■ WORK REQUEST: At the line with "hey quick question — can you spot the ocean", start repeating the data, and continue line by line through the final line, exactly.

[Collected data entries]
════

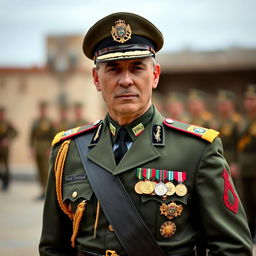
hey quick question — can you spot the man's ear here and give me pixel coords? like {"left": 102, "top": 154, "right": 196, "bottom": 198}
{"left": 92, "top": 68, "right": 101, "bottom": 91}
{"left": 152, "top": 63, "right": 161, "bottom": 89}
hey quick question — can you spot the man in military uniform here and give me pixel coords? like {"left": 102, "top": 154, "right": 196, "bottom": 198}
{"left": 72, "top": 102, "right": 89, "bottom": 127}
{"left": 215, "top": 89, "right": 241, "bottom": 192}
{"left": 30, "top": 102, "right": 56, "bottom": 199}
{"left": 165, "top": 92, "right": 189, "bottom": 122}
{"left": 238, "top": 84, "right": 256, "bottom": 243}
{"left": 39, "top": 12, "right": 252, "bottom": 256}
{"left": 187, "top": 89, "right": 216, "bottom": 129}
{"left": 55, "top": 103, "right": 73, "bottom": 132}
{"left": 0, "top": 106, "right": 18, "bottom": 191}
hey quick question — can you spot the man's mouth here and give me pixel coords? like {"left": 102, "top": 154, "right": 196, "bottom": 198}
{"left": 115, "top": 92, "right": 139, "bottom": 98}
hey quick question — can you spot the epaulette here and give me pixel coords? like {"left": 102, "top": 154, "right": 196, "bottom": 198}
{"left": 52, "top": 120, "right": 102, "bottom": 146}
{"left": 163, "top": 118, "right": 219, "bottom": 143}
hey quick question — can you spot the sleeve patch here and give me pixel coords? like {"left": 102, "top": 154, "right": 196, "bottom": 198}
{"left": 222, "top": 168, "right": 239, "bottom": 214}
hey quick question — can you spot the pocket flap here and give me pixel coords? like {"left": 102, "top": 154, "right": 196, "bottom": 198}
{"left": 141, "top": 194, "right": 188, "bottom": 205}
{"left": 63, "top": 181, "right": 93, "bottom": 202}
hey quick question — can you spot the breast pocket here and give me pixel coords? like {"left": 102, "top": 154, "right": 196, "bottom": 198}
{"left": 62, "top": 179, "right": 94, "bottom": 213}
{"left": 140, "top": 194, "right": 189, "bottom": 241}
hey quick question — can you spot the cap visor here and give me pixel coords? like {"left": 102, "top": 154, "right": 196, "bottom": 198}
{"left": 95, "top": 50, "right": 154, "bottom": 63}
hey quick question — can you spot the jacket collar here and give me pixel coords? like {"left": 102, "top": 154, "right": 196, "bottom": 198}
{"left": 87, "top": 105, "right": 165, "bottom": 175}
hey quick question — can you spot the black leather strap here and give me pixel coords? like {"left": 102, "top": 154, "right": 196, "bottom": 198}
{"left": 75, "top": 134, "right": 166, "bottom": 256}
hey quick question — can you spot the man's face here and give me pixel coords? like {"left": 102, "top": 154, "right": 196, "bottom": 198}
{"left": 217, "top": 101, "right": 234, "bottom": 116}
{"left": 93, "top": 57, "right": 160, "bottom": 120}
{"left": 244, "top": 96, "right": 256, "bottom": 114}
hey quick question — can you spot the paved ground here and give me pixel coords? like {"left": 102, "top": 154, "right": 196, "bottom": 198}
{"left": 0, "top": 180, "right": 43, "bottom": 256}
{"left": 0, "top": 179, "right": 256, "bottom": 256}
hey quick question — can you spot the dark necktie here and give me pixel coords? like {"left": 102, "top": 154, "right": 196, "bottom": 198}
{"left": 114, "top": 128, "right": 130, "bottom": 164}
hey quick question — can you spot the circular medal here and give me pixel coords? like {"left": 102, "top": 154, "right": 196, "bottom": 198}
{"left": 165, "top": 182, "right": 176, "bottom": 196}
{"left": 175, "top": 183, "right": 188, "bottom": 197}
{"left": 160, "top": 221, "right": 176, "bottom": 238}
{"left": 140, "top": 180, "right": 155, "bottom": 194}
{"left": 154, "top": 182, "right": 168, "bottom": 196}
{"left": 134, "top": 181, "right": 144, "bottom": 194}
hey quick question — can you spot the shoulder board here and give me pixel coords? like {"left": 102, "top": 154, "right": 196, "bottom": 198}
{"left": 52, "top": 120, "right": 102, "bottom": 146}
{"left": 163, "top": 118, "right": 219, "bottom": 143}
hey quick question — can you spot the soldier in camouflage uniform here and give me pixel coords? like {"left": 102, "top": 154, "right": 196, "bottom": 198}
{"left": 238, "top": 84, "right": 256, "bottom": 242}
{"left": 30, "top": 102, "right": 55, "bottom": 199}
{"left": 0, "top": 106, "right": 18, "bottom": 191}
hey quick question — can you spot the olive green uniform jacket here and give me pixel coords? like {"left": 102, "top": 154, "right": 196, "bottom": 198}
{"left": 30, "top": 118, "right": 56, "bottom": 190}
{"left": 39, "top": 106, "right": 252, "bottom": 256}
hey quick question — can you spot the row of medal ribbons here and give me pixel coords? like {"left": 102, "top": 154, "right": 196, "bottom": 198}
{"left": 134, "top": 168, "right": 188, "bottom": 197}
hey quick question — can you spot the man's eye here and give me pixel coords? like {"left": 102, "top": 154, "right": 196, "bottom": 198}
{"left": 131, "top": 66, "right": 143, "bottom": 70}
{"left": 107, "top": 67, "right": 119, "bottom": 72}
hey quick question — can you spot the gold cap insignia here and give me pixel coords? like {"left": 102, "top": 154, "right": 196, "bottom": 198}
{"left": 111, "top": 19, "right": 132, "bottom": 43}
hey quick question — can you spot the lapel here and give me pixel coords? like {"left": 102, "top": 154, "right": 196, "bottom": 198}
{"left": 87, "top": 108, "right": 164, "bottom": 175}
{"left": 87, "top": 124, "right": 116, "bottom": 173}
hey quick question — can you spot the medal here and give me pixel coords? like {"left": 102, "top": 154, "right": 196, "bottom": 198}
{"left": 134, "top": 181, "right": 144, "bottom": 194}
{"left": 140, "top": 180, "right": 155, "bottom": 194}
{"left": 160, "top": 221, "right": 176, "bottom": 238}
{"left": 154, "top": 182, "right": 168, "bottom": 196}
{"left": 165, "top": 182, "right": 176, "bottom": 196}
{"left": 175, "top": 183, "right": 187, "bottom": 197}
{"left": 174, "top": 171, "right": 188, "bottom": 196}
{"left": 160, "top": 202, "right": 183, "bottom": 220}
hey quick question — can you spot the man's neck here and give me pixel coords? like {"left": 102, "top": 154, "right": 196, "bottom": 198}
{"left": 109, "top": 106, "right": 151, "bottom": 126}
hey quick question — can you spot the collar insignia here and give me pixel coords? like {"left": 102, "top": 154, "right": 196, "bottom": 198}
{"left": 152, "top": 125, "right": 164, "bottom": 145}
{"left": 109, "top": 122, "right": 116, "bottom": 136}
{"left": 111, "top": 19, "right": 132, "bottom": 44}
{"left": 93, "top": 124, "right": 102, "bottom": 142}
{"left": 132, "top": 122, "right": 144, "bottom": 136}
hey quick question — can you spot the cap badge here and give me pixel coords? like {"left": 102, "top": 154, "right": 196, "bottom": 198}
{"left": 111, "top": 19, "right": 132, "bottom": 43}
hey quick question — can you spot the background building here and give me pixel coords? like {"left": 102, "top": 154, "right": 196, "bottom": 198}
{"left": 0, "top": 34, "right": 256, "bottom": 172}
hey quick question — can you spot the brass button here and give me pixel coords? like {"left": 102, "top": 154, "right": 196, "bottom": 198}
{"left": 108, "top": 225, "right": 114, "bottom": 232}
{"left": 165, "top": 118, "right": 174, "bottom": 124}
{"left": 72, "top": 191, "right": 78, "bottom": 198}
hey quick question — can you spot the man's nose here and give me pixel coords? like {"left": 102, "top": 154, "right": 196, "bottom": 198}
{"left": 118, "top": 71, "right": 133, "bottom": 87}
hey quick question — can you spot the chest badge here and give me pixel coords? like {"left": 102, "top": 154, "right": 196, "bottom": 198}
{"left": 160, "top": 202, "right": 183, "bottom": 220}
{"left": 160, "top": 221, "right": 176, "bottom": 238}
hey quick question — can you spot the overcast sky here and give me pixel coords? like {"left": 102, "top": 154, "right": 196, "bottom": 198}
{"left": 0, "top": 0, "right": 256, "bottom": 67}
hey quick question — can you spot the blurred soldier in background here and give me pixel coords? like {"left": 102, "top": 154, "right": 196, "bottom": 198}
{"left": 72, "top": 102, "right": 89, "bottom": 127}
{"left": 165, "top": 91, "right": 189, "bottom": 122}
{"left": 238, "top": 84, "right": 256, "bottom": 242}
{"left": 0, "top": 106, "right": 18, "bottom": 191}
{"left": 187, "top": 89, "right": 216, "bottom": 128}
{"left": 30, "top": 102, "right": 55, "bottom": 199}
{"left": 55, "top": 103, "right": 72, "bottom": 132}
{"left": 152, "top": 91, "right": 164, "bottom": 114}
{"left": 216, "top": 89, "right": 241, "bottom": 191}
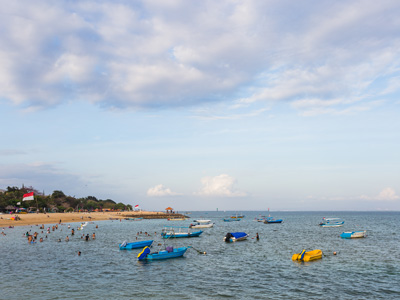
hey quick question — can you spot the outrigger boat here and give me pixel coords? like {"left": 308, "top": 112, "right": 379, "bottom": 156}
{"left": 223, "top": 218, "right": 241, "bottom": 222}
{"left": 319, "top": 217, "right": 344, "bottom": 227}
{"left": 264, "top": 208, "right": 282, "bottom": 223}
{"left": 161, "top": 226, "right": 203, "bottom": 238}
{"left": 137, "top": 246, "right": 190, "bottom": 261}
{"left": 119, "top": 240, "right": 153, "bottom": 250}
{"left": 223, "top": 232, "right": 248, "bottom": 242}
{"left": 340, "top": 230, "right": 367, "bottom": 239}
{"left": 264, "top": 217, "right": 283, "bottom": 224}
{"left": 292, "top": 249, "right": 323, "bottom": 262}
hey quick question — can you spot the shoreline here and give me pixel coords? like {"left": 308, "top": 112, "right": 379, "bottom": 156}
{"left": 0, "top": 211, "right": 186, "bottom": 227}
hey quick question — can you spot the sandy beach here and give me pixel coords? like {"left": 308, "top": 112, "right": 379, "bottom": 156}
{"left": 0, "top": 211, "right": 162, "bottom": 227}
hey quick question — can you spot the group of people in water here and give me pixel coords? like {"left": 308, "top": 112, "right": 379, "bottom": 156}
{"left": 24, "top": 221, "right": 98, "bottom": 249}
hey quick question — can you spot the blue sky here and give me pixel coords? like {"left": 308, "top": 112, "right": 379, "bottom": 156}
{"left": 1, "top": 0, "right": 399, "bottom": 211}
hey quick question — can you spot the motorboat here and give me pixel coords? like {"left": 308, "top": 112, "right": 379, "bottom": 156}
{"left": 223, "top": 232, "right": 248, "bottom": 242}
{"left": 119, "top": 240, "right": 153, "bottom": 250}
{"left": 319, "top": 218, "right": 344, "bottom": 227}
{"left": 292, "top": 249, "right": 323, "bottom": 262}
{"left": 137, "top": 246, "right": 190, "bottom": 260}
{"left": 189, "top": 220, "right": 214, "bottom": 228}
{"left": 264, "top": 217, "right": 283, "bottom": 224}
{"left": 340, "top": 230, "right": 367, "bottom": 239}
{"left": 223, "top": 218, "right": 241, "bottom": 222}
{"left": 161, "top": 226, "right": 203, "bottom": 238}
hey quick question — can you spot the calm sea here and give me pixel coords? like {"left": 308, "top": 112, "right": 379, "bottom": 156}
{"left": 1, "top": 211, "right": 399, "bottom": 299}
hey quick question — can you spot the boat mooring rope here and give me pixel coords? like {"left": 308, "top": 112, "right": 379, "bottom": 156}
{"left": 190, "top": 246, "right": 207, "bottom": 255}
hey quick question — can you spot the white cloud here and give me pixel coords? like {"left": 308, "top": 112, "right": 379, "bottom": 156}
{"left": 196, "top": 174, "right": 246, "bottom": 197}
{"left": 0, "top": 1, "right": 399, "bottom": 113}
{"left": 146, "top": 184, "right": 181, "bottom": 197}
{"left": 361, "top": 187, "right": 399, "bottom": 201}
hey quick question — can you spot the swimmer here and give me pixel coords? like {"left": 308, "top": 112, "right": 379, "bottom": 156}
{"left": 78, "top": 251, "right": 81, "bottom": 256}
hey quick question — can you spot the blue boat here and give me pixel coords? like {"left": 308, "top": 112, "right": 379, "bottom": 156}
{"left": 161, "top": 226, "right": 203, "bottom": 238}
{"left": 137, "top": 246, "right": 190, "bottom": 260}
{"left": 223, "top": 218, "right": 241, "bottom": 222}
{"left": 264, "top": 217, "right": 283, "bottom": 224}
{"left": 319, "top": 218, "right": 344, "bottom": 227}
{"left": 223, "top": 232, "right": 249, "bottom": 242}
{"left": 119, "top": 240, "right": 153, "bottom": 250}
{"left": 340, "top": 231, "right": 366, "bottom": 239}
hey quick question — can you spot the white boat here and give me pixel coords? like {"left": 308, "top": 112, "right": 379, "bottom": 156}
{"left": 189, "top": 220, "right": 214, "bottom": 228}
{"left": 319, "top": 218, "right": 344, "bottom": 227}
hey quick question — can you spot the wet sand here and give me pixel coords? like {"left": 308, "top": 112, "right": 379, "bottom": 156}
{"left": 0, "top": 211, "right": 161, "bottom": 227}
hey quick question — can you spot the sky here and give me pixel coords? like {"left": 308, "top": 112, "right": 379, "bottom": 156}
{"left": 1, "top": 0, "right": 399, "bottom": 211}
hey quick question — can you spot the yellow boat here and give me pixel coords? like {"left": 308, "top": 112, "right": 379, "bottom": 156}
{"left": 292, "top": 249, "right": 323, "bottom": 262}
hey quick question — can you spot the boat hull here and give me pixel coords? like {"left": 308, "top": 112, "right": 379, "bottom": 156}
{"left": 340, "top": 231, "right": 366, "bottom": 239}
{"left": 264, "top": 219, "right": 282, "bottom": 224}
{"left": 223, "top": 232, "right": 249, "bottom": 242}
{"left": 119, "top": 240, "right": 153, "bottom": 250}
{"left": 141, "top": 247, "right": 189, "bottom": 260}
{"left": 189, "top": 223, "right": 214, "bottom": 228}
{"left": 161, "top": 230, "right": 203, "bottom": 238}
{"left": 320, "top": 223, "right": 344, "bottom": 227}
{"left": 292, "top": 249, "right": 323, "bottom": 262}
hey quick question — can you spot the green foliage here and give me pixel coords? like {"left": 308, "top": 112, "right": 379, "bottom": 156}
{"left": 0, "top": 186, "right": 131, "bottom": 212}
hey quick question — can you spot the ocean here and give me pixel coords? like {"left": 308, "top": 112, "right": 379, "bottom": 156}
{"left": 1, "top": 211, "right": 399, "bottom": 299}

════

■ EXERCISE RESULT:
hey quick question — can you spot the ocean here and give me pixel coords? like {"left": 308, "top": 112, "right": 379, "bottom": 156}
{"left": 1, "top": 211, "right": 399, "bottom": 299}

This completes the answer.